_What you should do_
Copy out the ruby-kafka comment thread below word for word, from the first line to the last.

Comments (30)
yeaah, that fixed it. thx alot!
from ruby-kafka.
I'm not quite sure why, but it seems like sometimes open sockets by a consumer are killed by the broker when the consumer is kicked from its group. Make sure to not sleep for longer than the session timeout – you can also increase this timeout when calling consumer
:
consumer = kafka.consumer(group_id: "x", session_timeout: 45)
Note that there are broker-defined limits to the timeout value, so you may get an error if you set it too high or too low.
from ruby-kafka.
Actually, are you even using the new consumer code or are you calling kafka.fetch_messages
directly? Note that you may have to implement your own retry logic if you want to go down this path. I would recommend using the new consumer if you're running Kafka 0.9.
from ruby-kafka.
For the use case i'm talking about, i'm using fetch_messages
directly, because i need to do batch processing such that consumer.each_message
isn't appropiate. Having access to the batch (fetch_batch
) would be a valuable extension for me as well.
from ruby-kafka.
I'm considering adding a batch option to Consumer as well. Under the hood, a set of message batches are fetched and each message successively yielded in each_message
. What kind of processing do you need to do?
from ruby-kafka.
... i'm indexing messages/records into ElasticSearch. Not using bulk/batch would kill performance.
And for ES <-> DB constistency, i have a second process which additionally "delays" the messages to re-check (after some time has passed) if everything got correctly indexed/or re-index. That's why i'm sleeping and getting the EOFError.
from ruby-kafka.
Hmm. Would it still make sense to use a balanced consumer rather than a single process, for fault tolerance? And are you tracking offsets in ES as well, or are you using idempotent writes and at-least-once processing?

_Data shown_
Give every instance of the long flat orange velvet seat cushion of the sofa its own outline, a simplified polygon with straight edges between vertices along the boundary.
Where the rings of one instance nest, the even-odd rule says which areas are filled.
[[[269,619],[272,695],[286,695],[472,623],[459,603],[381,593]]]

_Your solution_
Comments (30)
yeaah, that fixed it. thx alot!
from ruby-kafka.
I'm not quite sure why, but it seems like sometimes open sockets by a consumer are killed by the broker when the consumer is kicked from its group. Make sure to not sleep for longer than the session timeout – you can also increase this timeout when calling consumer
:
consumer = kafka.consumer(group_id: "x", session_timeout: 45)
Note that there are broker-defined limits to the timeout value, so you may get an error if you set it too high or too low.
from ruby-kafka.
Actually, are you even using the new consumer code or are you calling kafka.fetch_messages
directly? Note that you may have to implement your own retry logic if you want to go down this path. I would recommend using the new consumer if you're running Kafka 0.9.
from ruby-kafka.
For the use case i'm talking about, i'm using fetch_messages
directly, because i need to do batch processing such that consumer.each_message
isn't appropiate. Having access to the batch (fetch_batch
) would be a valuable extension for me as well.
from ruby-kafka.
I'm considering adding a batch option to Consumer as well. Under the hood, a set of message batches are fetched and each message successively yielded in each_message
. What kind of processing do you need to do?
from ruby-kafka.
... i'm indexing messages/records into ElasticSearch. Not using bulk/batch would kill performance.
And for ES <-> DB constistency, i have a second process which additionally "delays" the messages to re-check (after some time has passed) if everything got correctly indexed/or re-index. That's why i'm sleeping and getting the EOFError.
from ruby-kafka.
Hmm. Would it still make sense to use a balanced consumer rather than a single process, for fault tolerance? And are you tracking offsets in ES as well, or are you using idempotent writes and at-least-once processing?